>> start
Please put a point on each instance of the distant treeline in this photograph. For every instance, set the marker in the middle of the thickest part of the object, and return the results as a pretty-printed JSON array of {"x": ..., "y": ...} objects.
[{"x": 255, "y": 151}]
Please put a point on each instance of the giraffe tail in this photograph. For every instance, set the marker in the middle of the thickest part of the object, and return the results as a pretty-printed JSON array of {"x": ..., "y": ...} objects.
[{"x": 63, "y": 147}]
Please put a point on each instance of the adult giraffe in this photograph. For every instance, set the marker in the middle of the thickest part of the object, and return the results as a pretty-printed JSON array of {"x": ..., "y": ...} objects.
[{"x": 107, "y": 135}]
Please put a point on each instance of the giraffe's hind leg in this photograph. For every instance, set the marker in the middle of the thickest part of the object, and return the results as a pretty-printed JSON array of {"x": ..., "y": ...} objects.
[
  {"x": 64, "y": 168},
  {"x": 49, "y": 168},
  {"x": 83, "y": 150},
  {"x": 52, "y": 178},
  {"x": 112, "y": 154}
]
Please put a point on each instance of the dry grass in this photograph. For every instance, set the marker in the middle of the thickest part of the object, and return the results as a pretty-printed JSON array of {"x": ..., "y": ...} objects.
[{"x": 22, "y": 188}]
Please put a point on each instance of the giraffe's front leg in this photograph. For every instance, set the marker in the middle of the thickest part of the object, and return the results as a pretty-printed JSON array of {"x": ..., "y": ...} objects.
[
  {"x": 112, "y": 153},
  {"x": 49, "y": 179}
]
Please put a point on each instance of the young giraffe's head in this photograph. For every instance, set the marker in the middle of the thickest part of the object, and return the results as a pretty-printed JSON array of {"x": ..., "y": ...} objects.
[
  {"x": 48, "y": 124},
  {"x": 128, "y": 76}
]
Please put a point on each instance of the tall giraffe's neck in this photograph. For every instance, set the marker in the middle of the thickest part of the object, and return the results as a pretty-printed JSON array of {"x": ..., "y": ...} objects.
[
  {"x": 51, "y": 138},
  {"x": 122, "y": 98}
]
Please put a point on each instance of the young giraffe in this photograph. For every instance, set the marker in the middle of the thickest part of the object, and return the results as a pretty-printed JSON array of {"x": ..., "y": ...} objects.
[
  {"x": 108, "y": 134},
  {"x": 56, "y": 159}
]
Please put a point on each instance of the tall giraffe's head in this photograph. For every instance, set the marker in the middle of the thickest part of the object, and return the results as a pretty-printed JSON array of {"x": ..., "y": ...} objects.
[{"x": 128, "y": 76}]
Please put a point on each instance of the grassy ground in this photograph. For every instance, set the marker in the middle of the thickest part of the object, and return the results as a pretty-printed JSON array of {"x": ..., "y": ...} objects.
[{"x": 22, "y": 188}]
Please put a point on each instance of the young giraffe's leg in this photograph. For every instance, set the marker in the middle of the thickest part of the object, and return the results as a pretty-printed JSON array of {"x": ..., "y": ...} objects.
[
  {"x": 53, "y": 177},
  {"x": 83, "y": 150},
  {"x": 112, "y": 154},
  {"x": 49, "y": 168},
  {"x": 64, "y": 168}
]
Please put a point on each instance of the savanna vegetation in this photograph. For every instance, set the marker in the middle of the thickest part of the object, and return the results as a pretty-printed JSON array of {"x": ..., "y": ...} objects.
>> end
=== BRIEF ===
Retype only the lines running from the line with "young giraffe's leg" to the end of the listing, including both of those lines.

=== TASK RESPONSE ===
Please put a point on each instance of the young giraffe's leg in this photograph. For every instance, set the marker in the middle of the thickest part of the object, and return the results as a pretty-printed JSON array of {"x": ..., "y": ...} objects.
[
  {"x": 53, "y": 177},
  {"x": 83, "y": 150},
  {"x": 112, "y": 154},
  {"x": 49, "y": 168},
  {"x": 64, "y": 168}
]
Please put a point on each instance of the savanna vegetation in this photograph. For every instance, set the marker in the middle of the thickest part of the object, and return the results as a pretty-printed JSON array of {"x": ..., "y": ...} objects.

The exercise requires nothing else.